Please state how many lines in the items below contain the word "beach", giving only the number.

═══ Data for the task

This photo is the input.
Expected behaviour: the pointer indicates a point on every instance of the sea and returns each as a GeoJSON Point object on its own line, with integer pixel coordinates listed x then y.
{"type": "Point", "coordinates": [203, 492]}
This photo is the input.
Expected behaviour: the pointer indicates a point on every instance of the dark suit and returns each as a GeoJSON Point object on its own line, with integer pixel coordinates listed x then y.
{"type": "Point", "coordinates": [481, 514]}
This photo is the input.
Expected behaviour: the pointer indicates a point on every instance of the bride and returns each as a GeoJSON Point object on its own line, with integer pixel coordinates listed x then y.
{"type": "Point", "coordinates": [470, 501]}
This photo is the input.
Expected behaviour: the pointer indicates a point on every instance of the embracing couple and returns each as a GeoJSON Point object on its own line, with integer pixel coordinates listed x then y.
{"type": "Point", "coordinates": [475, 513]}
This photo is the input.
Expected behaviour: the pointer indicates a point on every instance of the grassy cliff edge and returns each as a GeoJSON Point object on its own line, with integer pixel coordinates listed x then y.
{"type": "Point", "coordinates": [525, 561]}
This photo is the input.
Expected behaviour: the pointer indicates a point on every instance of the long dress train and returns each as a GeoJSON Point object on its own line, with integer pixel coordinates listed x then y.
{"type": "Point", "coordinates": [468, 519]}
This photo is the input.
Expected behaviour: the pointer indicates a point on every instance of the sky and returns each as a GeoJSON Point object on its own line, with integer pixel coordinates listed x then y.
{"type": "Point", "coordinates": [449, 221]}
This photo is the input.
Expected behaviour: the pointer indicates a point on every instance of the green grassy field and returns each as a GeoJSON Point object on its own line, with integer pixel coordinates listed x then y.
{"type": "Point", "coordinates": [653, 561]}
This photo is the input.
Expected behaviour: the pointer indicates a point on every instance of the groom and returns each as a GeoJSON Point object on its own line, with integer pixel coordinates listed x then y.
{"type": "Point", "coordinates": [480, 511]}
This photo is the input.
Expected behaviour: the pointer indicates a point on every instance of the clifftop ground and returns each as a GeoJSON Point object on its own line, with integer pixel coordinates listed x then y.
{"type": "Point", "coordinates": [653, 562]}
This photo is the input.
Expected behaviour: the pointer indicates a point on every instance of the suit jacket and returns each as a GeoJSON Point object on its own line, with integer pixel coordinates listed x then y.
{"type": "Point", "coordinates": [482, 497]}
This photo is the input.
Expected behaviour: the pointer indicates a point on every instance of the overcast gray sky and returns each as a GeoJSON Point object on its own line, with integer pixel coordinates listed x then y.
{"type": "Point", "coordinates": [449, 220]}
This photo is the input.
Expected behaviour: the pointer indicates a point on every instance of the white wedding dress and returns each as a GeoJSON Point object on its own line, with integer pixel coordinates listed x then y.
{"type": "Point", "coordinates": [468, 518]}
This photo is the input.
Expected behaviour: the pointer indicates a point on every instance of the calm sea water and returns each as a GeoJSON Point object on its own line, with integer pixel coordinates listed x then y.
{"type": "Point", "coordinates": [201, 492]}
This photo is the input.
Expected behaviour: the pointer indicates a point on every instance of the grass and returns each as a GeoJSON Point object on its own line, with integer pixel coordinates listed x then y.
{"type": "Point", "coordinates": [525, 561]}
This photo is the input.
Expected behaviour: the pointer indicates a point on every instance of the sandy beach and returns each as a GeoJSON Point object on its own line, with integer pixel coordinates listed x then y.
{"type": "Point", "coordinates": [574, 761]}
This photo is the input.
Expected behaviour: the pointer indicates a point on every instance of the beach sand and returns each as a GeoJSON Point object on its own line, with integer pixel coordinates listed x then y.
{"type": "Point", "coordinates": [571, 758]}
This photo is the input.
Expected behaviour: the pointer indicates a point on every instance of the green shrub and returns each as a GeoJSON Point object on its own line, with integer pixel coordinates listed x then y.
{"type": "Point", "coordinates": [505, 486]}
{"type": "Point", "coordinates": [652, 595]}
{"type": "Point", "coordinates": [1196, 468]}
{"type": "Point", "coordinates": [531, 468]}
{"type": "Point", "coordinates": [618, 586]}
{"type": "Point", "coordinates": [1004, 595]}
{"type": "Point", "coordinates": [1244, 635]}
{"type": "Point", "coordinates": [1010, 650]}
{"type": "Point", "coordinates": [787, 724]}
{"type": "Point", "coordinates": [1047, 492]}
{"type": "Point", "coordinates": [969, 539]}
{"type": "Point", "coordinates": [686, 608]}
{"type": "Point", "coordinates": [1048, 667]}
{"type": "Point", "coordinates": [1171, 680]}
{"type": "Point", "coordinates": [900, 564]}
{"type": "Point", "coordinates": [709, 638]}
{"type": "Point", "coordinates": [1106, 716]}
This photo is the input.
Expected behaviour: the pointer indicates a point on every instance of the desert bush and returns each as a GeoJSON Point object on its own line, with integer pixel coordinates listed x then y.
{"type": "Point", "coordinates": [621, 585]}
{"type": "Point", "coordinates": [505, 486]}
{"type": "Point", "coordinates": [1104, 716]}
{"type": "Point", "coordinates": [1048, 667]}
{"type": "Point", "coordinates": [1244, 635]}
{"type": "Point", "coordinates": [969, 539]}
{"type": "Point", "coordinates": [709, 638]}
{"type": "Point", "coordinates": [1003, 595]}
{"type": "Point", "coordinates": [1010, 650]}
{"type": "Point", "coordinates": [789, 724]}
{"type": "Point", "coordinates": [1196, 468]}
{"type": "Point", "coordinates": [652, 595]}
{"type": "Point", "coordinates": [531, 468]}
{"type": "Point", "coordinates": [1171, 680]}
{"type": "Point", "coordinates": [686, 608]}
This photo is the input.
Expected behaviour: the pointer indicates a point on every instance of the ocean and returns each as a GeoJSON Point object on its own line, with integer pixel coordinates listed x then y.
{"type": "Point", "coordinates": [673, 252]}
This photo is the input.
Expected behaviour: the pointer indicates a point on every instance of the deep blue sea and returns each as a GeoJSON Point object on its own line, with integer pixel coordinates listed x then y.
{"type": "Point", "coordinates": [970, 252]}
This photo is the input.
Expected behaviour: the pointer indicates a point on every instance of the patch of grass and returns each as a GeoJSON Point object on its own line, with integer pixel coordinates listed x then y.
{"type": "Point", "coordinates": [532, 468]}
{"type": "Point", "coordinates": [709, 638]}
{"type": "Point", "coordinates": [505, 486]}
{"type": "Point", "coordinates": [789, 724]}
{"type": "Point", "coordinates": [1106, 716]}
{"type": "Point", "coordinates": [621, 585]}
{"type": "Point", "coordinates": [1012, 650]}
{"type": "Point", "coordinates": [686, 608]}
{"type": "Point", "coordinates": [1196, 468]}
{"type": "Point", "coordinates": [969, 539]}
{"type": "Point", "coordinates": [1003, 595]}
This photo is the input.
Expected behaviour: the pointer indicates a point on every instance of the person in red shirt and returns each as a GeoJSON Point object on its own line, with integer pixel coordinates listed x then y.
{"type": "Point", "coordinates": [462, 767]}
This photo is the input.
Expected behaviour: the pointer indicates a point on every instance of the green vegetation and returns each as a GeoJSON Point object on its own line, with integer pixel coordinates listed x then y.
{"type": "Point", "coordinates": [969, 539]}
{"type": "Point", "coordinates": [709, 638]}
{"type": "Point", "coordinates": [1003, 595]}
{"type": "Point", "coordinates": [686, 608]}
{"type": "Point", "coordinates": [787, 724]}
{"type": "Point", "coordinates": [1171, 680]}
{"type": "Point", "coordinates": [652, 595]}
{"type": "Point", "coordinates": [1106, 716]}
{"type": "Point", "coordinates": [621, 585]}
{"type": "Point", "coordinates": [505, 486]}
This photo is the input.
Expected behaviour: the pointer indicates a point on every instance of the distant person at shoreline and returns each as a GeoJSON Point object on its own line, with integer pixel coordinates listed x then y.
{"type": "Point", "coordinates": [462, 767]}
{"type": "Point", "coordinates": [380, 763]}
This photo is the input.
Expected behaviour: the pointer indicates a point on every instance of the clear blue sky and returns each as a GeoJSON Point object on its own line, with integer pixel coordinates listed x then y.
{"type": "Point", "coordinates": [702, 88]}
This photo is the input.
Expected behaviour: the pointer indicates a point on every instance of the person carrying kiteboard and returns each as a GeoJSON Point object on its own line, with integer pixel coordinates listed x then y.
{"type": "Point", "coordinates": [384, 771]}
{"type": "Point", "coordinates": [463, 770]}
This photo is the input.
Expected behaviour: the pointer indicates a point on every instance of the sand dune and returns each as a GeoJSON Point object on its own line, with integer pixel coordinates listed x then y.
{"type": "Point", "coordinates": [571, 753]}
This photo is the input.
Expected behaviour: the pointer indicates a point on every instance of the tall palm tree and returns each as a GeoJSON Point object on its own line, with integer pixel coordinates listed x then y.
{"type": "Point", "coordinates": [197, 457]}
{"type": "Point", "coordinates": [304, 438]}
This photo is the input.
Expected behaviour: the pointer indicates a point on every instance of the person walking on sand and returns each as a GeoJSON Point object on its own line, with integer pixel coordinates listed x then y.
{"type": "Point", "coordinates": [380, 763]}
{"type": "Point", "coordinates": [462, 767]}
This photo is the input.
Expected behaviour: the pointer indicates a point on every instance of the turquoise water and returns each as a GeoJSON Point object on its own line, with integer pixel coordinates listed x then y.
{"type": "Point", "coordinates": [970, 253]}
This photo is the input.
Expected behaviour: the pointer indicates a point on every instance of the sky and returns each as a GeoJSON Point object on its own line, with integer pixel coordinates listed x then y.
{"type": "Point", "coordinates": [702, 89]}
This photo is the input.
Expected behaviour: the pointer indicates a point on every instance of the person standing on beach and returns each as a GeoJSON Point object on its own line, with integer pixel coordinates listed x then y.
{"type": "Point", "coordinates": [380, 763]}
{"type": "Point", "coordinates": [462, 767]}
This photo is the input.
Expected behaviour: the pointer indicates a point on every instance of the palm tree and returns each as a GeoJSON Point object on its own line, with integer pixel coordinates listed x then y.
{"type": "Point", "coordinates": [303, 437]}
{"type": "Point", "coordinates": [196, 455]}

══════

- _The response_:
3